• _EXCERPT_
LGBTQ PARENTING RIGHTS
Over the past few months, at least five states have introduced bills or passed laws limiting same-sex adoption across the country. Each with different language, the legislative initiatives allow states and agencies to refuse services to same-sex couples. This discriminatory legal trend not only denies children in the foster care or adoption agencies loving homes if the prospective parents are LGBTQ, but the laws serve as a building blocks to restrict all rights of LGBTQ parents. Given the terrifying political and legislative landscape, now more than ever, same-sex parents need to reach for and secure their parenting rights before the legislators erode them completely. LGBTQ couples can protect their families forever through quick, simple, and inexpensive, second-parent, or step-parent adoption.
The recent legislation is a huge step backwards for LGBTQ families. In March of 2017, the governor of South Dakota signed a bill allowing child placement agencies to discriminate based on “religious belief or moral conviction,” protecting any agency from government retaliation if they choose to discriminate against LGBTQ people. Soon after, Alabama and Texas signed similar legislation allowing adoption and foster care agencies to discriminate against same-sex couples based on “religious beliefs.” The Georgia Senate Judiciary Committee also added a discriminatory section in their adoption bill targeting LGBT people with an amendment that allows agencies to discriminate against same-sex couples and refuse to work with LGBTQ prospective parents if doing so meant going against “their mission.” And, in Tennessee, a bill was enacted that requires the words “husband” and “wife,” and “mother” and “father” be interpreted by their “natural and ordinary” meanings indirectly restricting the rights of LGBTQ parents and their ability to adopt privately or through the foster care system.

• _SUPPLIED RECORDS_
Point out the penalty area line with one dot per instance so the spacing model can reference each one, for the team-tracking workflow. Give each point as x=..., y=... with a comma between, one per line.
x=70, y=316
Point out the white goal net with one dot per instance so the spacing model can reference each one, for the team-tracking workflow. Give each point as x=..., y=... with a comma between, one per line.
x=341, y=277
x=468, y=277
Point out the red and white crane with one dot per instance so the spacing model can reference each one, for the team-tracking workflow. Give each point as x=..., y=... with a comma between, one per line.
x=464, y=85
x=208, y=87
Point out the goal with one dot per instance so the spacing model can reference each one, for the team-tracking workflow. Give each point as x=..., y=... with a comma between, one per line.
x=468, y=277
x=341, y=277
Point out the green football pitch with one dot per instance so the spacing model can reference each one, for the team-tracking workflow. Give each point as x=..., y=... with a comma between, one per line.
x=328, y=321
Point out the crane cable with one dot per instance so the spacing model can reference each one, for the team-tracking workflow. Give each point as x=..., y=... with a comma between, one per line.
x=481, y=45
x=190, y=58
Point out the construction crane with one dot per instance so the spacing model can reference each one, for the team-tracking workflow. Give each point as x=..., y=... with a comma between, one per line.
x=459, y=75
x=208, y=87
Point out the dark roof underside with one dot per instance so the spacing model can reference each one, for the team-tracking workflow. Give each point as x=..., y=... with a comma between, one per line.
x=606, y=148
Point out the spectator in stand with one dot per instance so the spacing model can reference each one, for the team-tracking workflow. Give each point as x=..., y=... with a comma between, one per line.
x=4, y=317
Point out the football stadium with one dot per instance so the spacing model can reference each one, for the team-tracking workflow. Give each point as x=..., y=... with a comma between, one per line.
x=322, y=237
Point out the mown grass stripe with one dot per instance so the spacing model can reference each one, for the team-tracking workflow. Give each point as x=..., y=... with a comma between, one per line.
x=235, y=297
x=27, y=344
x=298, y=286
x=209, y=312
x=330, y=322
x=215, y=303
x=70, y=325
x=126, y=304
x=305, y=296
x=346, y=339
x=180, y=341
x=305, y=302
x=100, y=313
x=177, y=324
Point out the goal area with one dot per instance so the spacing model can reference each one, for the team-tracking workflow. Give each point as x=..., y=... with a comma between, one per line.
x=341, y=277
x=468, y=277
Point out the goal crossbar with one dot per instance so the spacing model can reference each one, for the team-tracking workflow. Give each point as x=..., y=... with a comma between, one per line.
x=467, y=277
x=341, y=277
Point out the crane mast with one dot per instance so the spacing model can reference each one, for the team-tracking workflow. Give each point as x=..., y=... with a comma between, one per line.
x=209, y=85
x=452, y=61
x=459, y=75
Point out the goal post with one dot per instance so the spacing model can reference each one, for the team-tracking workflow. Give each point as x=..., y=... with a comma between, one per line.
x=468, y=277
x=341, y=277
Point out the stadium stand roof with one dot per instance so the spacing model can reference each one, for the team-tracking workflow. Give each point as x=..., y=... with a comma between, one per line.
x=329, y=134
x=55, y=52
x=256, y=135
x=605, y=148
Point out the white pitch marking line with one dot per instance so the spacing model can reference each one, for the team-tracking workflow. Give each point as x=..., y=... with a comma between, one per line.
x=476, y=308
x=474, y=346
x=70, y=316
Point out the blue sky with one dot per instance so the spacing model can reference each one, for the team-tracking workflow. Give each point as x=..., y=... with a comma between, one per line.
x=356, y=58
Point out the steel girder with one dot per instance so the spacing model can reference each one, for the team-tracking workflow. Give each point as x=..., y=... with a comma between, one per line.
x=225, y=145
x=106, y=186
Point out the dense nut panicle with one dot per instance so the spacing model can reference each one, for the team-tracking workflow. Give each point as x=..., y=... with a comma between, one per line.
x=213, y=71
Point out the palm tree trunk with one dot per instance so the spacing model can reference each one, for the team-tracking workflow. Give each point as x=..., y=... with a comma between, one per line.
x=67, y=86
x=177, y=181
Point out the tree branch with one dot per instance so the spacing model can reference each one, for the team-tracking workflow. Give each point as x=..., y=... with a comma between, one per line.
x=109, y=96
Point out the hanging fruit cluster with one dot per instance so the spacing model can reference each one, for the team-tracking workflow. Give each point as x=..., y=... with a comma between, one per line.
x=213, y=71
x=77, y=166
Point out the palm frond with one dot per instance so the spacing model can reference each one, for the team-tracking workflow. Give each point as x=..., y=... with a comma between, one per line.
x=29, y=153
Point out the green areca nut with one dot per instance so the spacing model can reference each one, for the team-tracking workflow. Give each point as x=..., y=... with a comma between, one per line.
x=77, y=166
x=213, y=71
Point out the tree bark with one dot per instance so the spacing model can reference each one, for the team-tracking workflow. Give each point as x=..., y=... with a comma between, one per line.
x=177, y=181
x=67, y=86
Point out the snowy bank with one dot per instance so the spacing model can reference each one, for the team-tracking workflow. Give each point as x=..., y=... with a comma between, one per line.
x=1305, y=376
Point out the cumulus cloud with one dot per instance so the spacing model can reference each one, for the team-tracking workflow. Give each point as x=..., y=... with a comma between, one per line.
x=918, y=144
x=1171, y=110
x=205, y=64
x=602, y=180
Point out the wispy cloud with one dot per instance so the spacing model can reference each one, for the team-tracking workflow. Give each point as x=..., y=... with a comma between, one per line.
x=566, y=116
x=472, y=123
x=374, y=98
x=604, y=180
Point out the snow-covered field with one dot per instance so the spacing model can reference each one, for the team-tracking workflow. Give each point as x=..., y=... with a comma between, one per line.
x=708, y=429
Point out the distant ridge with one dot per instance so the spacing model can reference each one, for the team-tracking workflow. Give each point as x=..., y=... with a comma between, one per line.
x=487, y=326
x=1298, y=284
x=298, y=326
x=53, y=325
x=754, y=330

• _PROBLEM DETAILS_
Answer these questions from the text on LGBTQ parenting rights:
(a) At least how many states have introduced bills or passed laws limiting same-sex adoption over the past few months?
(b) In what month and year did the governor of South Dakota sign the bill on child placement agencies?
(c) Which words does the Tennessee bill require to be interpreted by their "natural and ordinary" meanings?
The items have no connection to the text on LGBTQ parenting rights.

• _ANSWER IN FULL_
(a) At least five states.
(b) March 2017.
(c) "Husband" and "wife," and "mother" and "father."